╭─ Supplied information

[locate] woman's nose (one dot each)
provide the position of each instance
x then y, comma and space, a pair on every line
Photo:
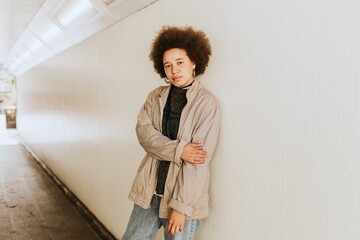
174, 69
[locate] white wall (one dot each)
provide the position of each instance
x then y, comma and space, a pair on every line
287, 75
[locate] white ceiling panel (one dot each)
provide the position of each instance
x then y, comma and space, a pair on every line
15, 16
33, 31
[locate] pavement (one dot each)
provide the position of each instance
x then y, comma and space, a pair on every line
32, 207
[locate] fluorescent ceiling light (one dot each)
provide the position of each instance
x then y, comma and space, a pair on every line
74, 13
50, 33
35, 46
108, 2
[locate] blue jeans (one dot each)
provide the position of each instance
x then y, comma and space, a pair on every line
144, 223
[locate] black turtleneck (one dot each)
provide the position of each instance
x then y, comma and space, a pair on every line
175, 103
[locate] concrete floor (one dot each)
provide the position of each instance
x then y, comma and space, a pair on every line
32, 207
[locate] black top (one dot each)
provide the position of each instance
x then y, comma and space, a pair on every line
175, 103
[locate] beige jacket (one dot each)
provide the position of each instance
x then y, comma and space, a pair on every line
186, 188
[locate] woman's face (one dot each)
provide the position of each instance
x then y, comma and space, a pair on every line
178, 67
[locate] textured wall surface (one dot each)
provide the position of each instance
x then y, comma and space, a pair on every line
287, 76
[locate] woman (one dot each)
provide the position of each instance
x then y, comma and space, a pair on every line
178, 127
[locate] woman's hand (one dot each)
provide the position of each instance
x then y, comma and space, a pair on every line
194, 153
176, 222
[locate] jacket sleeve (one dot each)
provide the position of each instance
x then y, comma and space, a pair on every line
151, 138
192, 179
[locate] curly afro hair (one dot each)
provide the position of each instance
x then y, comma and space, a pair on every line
194, 42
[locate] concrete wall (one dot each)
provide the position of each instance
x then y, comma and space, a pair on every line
287, 75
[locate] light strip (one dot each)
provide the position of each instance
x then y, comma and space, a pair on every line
74, 13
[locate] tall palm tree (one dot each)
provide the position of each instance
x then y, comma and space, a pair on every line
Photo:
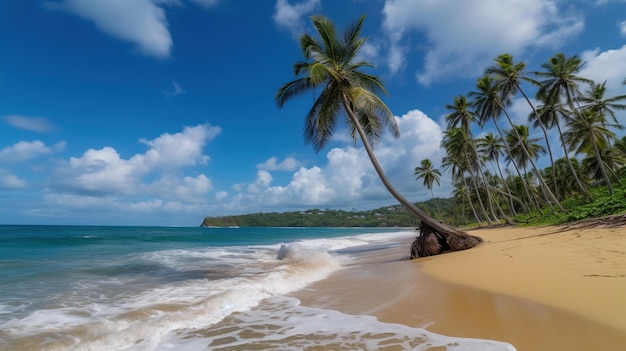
346, 91
508, 76
523, 148
454, 163
594, 99
491, 148
588, 132
461, 117
551, 113
561, 85
560, 79
489, 107
429, 174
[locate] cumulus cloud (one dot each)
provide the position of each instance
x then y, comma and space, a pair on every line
290, 16
605, 66
35, 124
10, 181
141, 22
288, 164
103, 172
463, 37
26, 150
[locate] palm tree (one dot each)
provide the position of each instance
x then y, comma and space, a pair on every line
551, 113
460, 140
560, 81
428, 174
489, 107
523, 148
346, 91
594, 99
589, 133
491, 148
509, 76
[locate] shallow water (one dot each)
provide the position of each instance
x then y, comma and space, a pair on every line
143, 288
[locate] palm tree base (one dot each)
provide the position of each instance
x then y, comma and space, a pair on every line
431, 242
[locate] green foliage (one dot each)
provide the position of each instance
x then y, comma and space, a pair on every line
604, 204
390, 216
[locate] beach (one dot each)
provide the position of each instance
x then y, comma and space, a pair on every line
541, 288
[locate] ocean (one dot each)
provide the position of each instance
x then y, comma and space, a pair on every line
188, 289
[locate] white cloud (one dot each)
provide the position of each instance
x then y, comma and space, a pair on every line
462, 37
11, 181
349, 178
263, 180
288, 164
104, 172
605, 66
291, 16
141, 22
26, 150
178, 150
36, 124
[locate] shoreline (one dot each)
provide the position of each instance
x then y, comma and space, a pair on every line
579, 268
513, 288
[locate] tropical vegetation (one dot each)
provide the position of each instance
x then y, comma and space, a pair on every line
348, 93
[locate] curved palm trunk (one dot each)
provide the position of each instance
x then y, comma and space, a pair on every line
601, 164
545, 135
508, 190
454, 238
542, 184
569, 163
570, 166
508, 150
484, 180
469, 200
477, 192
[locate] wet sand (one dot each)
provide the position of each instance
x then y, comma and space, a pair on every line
547, 288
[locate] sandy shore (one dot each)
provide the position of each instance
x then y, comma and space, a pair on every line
546, 288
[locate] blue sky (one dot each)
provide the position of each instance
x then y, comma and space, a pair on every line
162, 112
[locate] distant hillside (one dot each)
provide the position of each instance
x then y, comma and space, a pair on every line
390, 216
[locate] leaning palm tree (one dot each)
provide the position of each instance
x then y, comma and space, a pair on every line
589, 133
489, 107
594, 99
523, 149
551, 114
429, 174
508, 76
459, 135
349, 93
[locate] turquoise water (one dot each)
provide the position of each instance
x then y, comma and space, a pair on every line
155, 288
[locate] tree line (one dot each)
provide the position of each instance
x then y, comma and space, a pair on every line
574, 107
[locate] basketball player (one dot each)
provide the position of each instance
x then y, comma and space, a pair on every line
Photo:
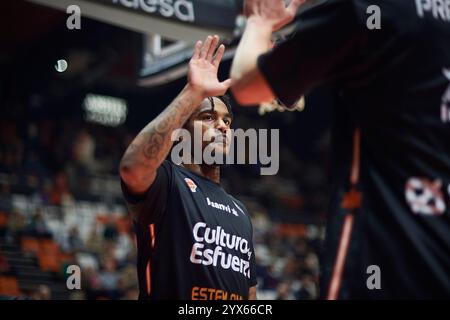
388, 63
194, 239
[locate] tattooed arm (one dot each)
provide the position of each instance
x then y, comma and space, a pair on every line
152, 145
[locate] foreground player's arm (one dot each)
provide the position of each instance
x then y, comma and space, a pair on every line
252, 293
264, 17
151, 146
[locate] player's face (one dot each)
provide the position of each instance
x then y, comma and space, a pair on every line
214, 124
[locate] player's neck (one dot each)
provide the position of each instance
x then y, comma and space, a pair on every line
210, 172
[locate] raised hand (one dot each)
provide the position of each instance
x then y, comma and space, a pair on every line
273, 12
203, 67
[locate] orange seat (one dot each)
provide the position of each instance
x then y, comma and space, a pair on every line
30, 244
9, 286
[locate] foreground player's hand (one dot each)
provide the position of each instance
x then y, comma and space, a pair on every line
203, 67
272, 12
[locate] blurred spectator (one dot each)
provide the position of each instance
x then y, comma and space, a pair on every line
109, 277
60, 193
42, 292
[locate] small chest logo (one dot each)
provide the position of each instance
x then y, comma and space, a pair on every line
191, 184
445, 106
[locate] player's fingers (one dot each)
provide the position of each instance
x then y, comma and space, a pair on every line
205, 47
219, 55
212, 48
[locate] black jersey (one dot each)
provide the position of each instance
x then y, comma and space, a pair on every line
390, 203
194, 239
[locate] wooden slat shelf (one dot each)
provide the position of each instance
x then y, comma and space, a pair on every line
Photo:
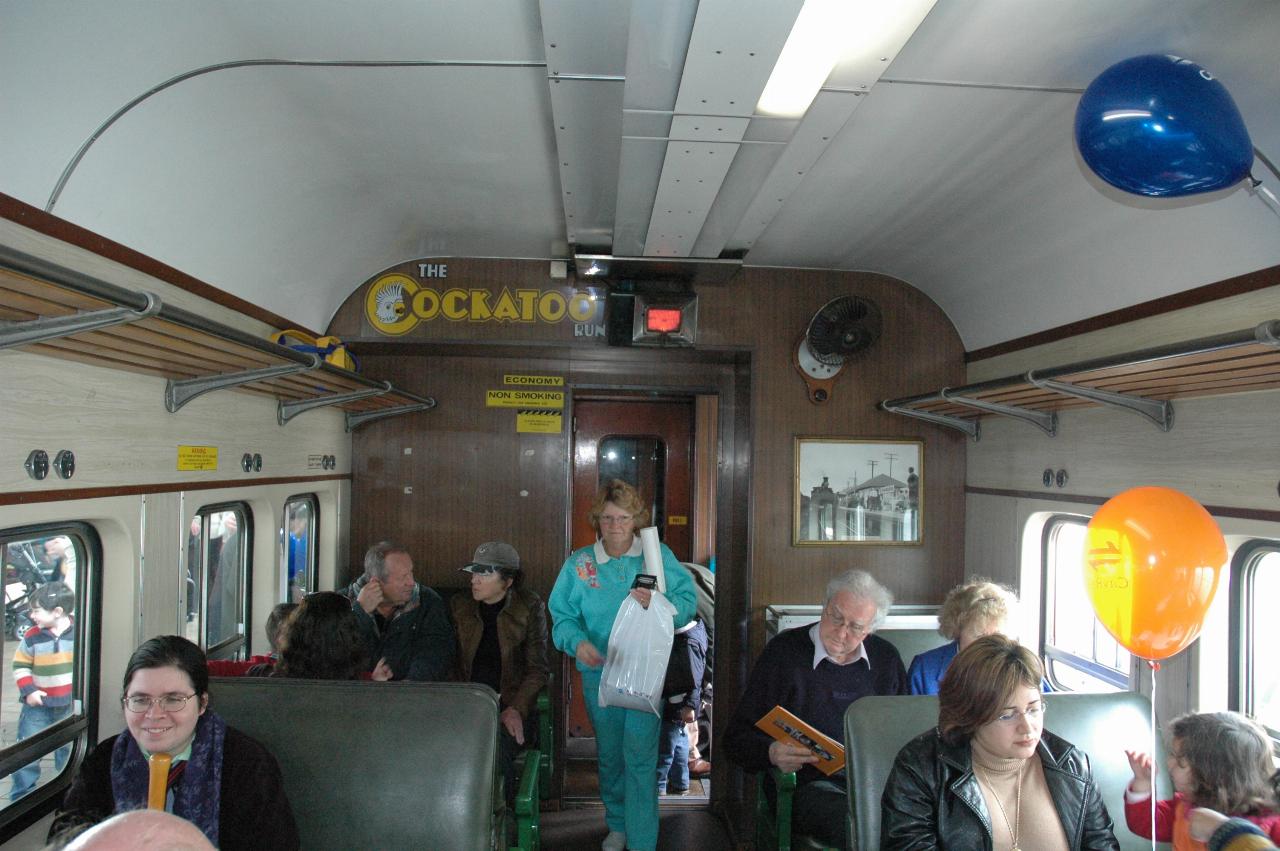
173, 344
1239, 362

╰─

Required work:
Leave the pictures out and print the records above exactly as they stand.

Answer to the task:
[locate] woman's nose (one dot each)
provide the position of each instance
x then y, comma and space, a pair on every line
Photo:
174, 69
[locate] white wall (one dot each)
provide the position of each instance
x then y, comma and space, a pair on every line
287, 75
[locate] white ceiling panel (one dot each)
provide the position of each instance
x then y, comma and space, a pair on every line
15, 16
33, 31
[locate] pavement (one dot each)
provide the position of each instance
x then y, comma and space, a pair on every line
32, 207
[locate] fluorescent ceiling light (one dot each)
provide the position of each instance
x then y, comma and space, a pair on every line
74, 13
50, 33
35, 46
108, 2
[locate] blue jeans (one dot each)
provide the position of each instance
x then y, comma and space, a pair on every line
144, 223
[locate] black turtleneck (one dot each)
provide the position of each instance
x then y, comma and space, a pair on every line
175, 103
[locate] concrete floor (one dot each)
provide the position of each instance
x then y, comma and space, a pair on every line
32, 207
[locate] black top (one dot each)
provide the position of each instance
x then y, comma and space, a pair on every line
175, 103
[locate] beige jacket (one dot each)
provide the position of each instance
x then y, comma and space, a pair on every line
186, 188
[locate] woman's face (one dot each)
provide the position of each instance
x then y, comma and space, a pair on every line
178, 67
[locate] textured wall surface (one dot each)
provide the position of each instance
x then y, comma and space, a pair on every line
287, 76
[locate] woman (one dot each)
provide the position of each instance
x then y, comma and space, a pair on every line
178, 127
[locate] woman's hand (one dot each)
provide the position of each instance
x then y, comma and space, a pair on every line
194, 153
176, 222
[locate] jacket sleeve (one dot each)
provide the position of each instance
x then y, comma and space, a pair on every line
151, 138
192, 179
[locate] curly afro hair (one dot each)
provide the position of each instance
x then y, comma and space, a pair on every line
194, 42
[locate] concrete wall (one dot each)
provide the position of each instance
x then y, comma and space, a pair on every line
287, 75
[locate] light strip (one dot each)
provide the position of each instance
x then y, comma and space, a pair on every line
74, 13
[locate] tall palm tree (one dot each)
provide the position of each instance
x then y, comma and space, a pair on every line
Photo:
346, 91
508, 76
523, 148
454, 163
594, 99
491, 148
588, 132
461, 117
551, 113
561, 85
560, 79
489, 107
429, 174
[locate] cumulus cloud (one dot each)
provide the position of each instance
x then y, comma and space, a pair on every line
290, 16
605, 66
35, 124
10, 181
141, 22
288, 164
103, 172
463, 37
26, 150
[locate] palm tree (one dot each)
provide the position of each instance
x then y, comma and space, a pair on every line
551, 113
460, 140
560, 81
428, 174
489, 107
523, 148
346, 91
594, 99
589, 133
491, 148
509, 76
[locate] shallow water (one dot each)
provide the position of each instance
x then y, comma and space, a pair on every line
143, 288
[locate] palm tree base (one dot each)
provide the position of each instance
x then y, comma and space, a pair on every line
431, 242
[locate] green foliage (one dot each)
provide the position of each instance
x then y, comma and space, a pair on every line
604, 204
390, 216
[locate] beach (one dot each)
provide the position of each instance
x then y, comma and space, a pair on every line
541, 288
[locate] ocean (one dot each)
provide the position of each instance
x then y, comma and space, a pair on every line
188, 289
[locate] white cloud (one dot each)
provide the position of each instance
x then y, comma and space, a pair on every line
462, 37
11, 181
349, 178
263, 180
288, 164
104, 172
605, 66
291, 16
141, 22
26, 150
178, 150
36, 124
[locate] shoreline (one dot each)
provide the position of each instance
x then y, comma and space, a pair on every line
579, 268
513, 288
[locate] tropical vegetation (one dot each)
provide the position of each instance
x then y, comma and space, a pair on every line
348, 93
[locate] curved palm trunk (one dot each)
provide the position of each instance
x then y, comma and space, a pair on every line
601, 164
545, 135
508, 190
454, 238
542, 184
569, 163
570, 166
508, 150
484, 180
469, 200
477, 192
[locate] wet sand (one dot each)
provide the position of each instance
x then y, comma and space, a pair on every line
547, 288
[locate] sandy shore (one dot each)
provide the position of each instance
x then y, comma and space, a pair on every line
546, 288
[locate] blue sky (one dot each)
provide the position of each instance
x then y, comma and space, a pair on every line
162, 112
[locate] distant hillside (one dot each)
provide the position of each instance
x then y, comma and space, a pair on every line
390, 216
[locate] leaning palm tree (one dot each)
provide the position of each instance
x then y, comma and space, a pair on every line
589, 133
489, 107
594, 99
523, 149
551, 114
429, 174
508, 76
459, 135
349, 93
[locate] turquoise water (one dot each)
provide the position of each instance
x then y, comma and space, a pair on every line
155, 288
[locate] tree line (one dot each)
provide the position of each instance
x then y, comma and space, a pair on every line
574, 107
[locate] basketball player (one dot each)
provide the position of each instance
x then y, comma and space, a pair on every line
Photo:
388, 63
194, 239
[locate] tattooed arm (one dot each)
provide the position of each instance
x then y, comma and space, a pair on every line
152, 145
[locate] foreground player's arm (one dot each)
provide the position of each instance
x then y, comma and space, a pair on every line
252, 293
264, 17
151, 146
[locate] player's face (one dot each)
provide the position of each instance
x then y, comma and space, a pair on every line
214, 124
[locate] player's neck (one dot each)
provide the position of each instance
x then y, comma and space, a pair on every line
210, 172
[locate] raised hand (one dot each)
provide the position of each instance
x then y, comma and space, a pair on every line
273, 12
203, 67
[locate] orange seat (one dot each)
provide the position of each instance
x then y, comma and space, a pair on every line
30, 244
9, 286
[locate] foreground player's hand (one dot each)
provide the position of each instance
x then y, comma and space, a pair on every line
203, 67
272, 12
[locate] blurred spectator (one dot each)
provide the position of each instance
x then y, comma and space, a pair on every line
109, 277
60, 193
42, 292
[locate] small chest logo (one dot each)
provide the position of each instance
x then y, comma and space, a pair on every line
191, 184
445, 106
[locate] player's fingers (one dot each)
provide the position of each instance
x then y, comma and space, a pair on every line
205, 47
219, 55
212, 48
[locate] black jersey (one dot each)
provide the position of each instance
x then y, comma and space, a pair on every line
390, 203
194, 239
[locate] wooden slat shelf (one dot each)
provide the position of each instance
x then y, comma and space, a pair on every line
Photo:
173, 344
1239, 362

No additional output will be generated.